Aim » How many lines of the items below contain the word "building"? Case counts, and the reply should be the number alone.

### Provided data

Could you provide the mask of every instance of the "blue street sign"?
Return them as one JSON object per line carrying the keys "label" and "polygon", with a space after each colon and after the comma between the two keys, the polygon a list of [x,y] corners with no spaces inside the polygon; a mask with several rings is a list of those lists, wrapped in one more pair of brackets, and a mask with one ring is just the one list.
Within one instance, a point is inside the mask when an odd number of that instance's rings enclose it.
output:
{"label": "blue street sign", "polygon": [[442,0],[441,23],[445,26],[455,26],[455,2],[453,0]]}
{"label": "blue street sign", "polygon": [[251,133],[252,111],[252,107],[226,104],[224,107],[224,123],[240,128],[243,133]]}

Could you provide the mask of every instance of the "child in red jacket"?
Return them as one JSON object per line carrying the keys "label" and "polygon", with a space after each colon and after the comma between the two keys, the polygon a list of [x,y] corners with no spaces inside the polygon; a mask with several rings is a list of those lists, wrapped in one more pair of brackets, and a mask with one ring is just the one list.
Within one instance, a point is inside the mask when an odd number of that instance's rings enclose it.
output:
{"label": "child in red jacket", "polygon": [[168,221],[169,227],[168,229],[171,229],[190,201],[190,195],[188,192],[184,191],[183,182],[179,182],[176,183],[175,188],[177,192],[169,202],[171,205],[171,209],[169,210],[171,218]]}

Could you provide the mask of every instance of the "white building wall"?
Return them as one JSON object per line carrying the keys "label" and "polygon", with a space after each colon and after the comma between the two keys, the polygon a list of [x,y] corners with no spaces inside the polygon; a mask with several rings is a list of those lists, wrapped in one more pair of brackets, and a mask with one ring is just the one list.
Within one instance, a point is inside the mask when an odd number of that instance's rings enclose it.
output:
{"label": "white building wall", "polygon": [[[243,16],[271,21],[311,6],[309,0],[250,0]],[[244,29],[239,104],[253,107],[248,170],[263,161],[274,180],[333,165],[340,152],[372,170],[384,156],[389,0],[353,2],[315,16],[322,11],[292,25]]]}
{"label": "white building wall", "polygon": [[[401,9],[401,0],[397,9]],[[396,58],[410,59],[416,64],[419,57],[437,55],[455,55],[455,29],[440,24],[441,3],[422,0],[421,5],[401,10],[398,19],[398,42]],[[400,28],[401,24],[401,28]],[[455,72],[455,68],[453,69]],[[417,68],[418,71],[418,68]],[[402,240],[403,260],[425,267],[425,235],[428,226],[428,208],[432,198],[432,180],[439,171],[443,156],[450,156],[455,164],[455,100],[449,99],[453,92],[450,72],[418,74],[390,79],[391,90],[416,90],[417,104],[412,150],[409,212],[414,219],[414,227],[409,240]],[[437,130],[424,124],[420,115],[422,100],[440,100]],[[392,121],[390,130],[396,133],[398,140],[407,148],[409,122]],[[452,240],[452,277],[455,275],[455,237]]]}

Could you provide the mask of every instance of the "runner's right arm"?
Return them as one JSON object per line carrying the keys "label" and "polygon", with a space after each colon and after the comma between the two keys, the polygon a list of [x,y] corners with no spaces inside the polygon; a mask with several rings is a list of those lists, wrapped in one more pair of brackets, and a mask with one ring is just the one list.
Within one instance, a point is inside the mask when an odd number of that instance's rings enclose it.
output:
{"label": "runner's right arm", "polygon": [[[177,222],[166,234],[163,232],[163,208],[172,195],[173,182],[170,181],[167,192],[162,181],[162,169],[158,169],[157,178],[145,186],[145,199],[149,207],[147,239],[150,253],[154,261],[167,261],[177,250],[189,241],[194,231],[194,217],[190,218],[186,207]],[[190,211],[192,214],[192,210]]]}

######

Written solution » 3